Provision Confluent Cloud infrastructure

If you already have the Confluent Cloud resources required to populate a Table API client configuration file, e.g., from running a different tutorial, you may skip to the next step after creating or copying the properties file as documented here to joining-stream-stream/flink_table_api_java/src/main/resources/cloud.properties within the top-level tutorials directory.

If you need to create the Confluent Cloud infrastructure needed to run this tutorial, the confluent-flink-quickstart CLI plugin creates the resources that you need to get started with Confluent Cloud for Apache Flink. Install it by running:

confluent plugin install confluent-flink-quickstart

Run the plugin as follows to create the Confluent Cloud resources needed for this tutorial and generate a Table API client configuration file. Note that you may specify a different cloud provider (gcp or azure) or region. You can find supported regions in a given cloud provider by running confluent flink region list --cloud <CLOUD>.

confluent flink quickstart \
    --name flink_table_api_tutorials \
    --max-cfu 10 \
    --region us-east-1 \
    --cloud aws \
    --table-api-client-config-file ./joining-stream-stream/flink_table_api_java/src/main/resources/cloud.properties

The plugin should complete in under a minute and will generate a properties file as documented here.

Inspect the code

Dependencies

Before digging into Java source code, first check out the two dependencies required to use the Flink Table API for Confluent Cloud. These are defined in the dependencies section of the joining-stream-stream/flink_table_api_java/build.gradle file. (For Maven, see the analogous pom.xml snippet here.)

org.apache.flink:flink-table-api-java: This is the Apache Flink Table API implementation dependency. It contains, for example, the classes implementing the Table API DSL (domain-specific language).

- **The problem**:
Write out the Confluent Cloud setup text again, starting with "Run the plugin" and going on through "as documented here.", but substitute "us-west-2" for "us-east-1" throughout.

- **Given entries**:
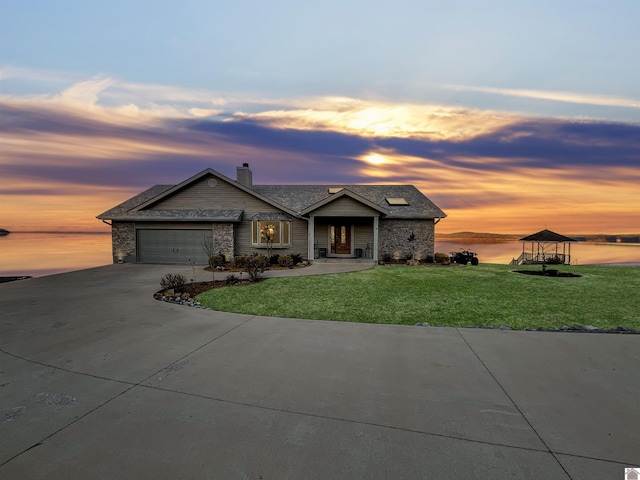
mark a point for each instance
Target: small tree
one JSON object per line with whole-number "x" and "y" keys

* * *

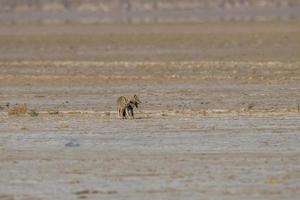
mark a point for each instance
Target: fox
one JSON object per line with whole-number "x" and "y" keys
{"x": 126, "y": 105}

- **Task response**:
Run the plugin as follows to create the Confluent Cloud resources needed for this tutorial and generate a Table API client configuration file. Note that you may specify a different cloud provider (gcp or azure) or region. You can find supported regions in a given cloud provider by running confluent flink region list --cloud <CLOUD>.

confluent flink quickstart \
    --name flink_table_api_tutorials \
    --max-cfu 10 \
    --region us-west-2 \
    --cloud aws \
    --table-api-client-config-file ./joining-stream-stream/flink_table_api_java/src/main/resources/cloud.properties

The plugin should complete in under a minute and will generate a properties file as documented here.